* Task to carry out: Please answer from the passage on the Toll Brothers poison pill: which directors did that pill allow to redeem it?

··· Supplied passage ···

In Carmody v. Toll Brothers, the Delaware chancery court (per Vice Chancellor Jack Jacobs) cast considerable doubt on the validity of so-called dead hand poison pills. Carmody v. Toll Bros., Inc., 723 A.2d 1180 (Del.Ch.1998). In addition to fairly standard flip-in and flip-over features, the Toll Brothers pill provided that it could be redeemed only by those directors who had been in office when the shareholder rights constituting the pill had become exercisable (or their approved successors). This provision was intended to foreclose a loophole in standard poison pills. Most pills are subject to redemption at nominal cost by the target’s board of directors. Such redemption provisions purportedly allow the target’s board to use the pill as a negotiating device: The poison pill makes an acquisition of the target prohibitively expensive. If the prospective acquirer makes a sufficiently attractive offer, however, the board may redeem the pill and allow the offer to go forward unimpaired by the pill’s dilutive effects. Although such redemption provisions gave the target’s board considerable negotiating leverage, and were one of the justifications used to defend the whole idea of the poison pill, they also made the target vulnerable to a combined tender offer and proxy contest. The prospective acquirer could trigger the pill, conduct a proxy contest to elect a new board, which, if elected, would then redeem the pill to permit the tender offer to go forward. The dead hand pill was intended to close this loophole by depriving any such newly elected directors from redeeming the pill. A shareholder sued, alleging both lack of authority and breach of fiduciary duty claims.

··· Raw data ···

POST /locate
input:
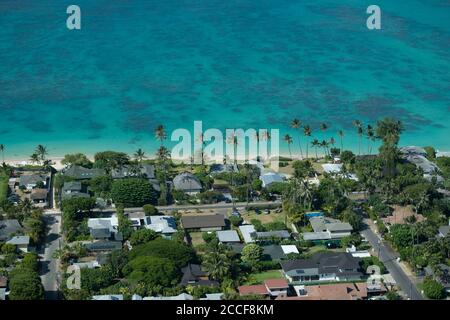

···

* Reply to the task: Only the directors who were in office when the shareholder rights became exercisable, or their approved successors.